* _WHAT YOU HAVE TO DO_:
From the text on Phoroncidia quadrata, reproduce the passage starting at "Species of spider" and ending at "throughout New Zealand." word for word.

Scientific classification
- Kingdom: Animalia
- Phylum: Arthropoda
- Subphylum: Chelicerata
- Class: Arachnida
- Order: Araneae
- Infraorder: Araneomorphae
- Family: Theridiidae
- Genus: Phoroncidia
- Species: P. quadrata
- Binomial name: Phoroncidia quadrata (O. Pickard-Cambridge, 1880)
- Synonyms: Stegosoma quadratum; Stegosoma lacunosa; Stegosoma excussa; Ulesanis quadrata; Ulesanis lacunosa; Ulesanis excussa; Ulesanis quadratum;

= Phoroncidia quadrata =

- Authority: (O. Pickard-Cambridge, 1880)
- Conservation status: NT
- Synonyms: Stegosoma quadratum, Stegosoma lacunosa, Stegosoma excussa, Ulesanis quadrata, Ulesanis lacunosa, Ulesanis excussa, Ulesanis quadratum

Species of spider

Phoroncidia quadrata is a species of cobweb spider that is endemic to New Zealand.

==Taxonomy==
This species was described in 1880 by Octavius Pickard-Cambridge from male and female specimens. It was moved to the Phoroncidia genus in 1983.

==Description==
The male is recorded at 1.85mm in length whereas the female is 2.23mm.

==Distribution==
This species is known from scattered localities throughout New Zealand.

==Conservation status==
Under the New Zealand Threat Classification System, this species is listed as "Not Threatened".

* _DATA LISTING_:
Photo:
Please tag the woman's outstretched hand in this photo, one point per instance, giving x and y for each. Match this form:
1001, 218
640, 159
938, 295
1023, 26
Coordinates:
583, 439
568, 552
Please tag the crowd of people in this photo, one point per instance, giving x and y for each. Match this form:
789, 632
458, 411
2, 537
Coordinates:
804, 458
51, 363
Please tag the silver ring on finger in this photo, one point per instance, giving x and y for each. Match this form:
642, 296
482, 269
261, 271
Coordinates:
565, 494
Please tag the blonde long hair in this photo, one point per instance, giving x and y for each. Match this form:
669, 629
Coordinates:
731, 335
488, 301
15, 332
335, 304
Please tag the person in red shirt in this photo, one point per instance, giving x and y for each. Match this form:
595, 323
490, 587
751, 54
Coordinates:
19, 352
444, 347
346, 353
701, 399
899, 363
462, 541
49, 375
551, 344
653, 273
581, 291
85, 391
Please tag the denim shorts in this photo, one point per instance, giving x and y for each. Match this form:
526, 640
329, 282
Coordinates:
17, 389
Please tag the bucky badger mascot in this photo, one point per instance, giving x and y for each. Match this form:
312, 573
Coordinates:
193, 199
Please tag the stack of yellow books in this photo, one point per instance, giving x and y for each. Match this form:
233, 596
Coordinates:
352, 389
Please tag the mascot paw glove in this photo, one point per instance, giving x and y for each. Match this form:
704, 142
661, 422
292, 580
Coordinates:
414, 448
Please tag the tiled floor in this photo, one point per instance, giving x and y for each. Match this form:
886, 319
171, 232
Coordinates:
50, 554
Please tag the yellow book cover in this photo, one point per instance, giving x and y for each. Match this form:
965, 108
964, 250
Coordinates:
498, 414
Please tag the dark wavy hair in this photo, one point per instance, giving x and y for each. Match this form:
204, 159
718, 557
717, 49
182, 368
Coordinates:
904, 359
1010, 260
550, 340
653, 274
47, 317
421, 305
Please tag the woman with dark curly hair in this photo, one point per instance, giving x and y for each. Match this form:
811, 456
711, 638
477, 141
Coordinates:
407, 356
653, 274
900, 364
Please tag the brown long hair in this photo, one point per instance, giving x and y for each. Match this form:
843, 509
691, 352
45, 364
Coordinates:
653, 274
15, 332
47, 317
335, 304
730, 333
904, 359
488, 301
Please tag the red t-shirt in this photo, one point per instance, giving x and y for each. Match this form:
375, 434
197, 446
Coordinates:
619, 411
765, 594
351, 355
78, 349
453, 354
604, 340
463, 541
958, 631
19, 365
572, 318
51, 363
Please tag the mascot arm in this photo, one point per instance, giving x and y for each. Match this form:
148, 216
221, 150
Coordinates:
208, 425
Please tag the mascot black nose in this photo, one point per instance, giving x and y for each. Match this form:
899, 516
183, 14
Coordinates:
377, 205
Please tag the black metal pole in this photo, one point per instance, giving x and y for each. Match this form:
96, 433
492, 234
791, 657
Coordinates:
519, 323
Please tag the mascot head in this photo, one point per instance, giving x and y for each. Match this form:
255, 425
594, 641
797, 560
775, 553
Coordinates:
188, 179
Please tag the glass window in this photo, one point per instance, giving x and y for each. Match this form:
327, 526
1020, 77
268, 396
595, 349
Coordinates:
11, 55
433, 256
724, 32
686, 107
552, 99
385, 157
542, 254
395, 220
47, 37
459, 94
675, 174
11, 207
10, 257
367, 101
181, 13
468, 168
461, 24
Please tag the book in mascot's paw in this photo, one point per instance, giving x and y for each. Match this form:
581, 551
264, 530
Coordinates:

* _EXERCISE ANSWER_:
Species of spider

Phoroncidia quadrata is a species of cobweb spider that is endemic to New Zealand.

==Taxonomy==
This species was described in 1880 by Octavius Pickard-Cambridge from male and female specimens. It was moved to the Phoroncidia genus in 1983.

==Description==
The male is recorded at 1.85mm in length whereas the female is 2.23mm.

==Distribution==
This species is known from scattered localities throughout New Zealand.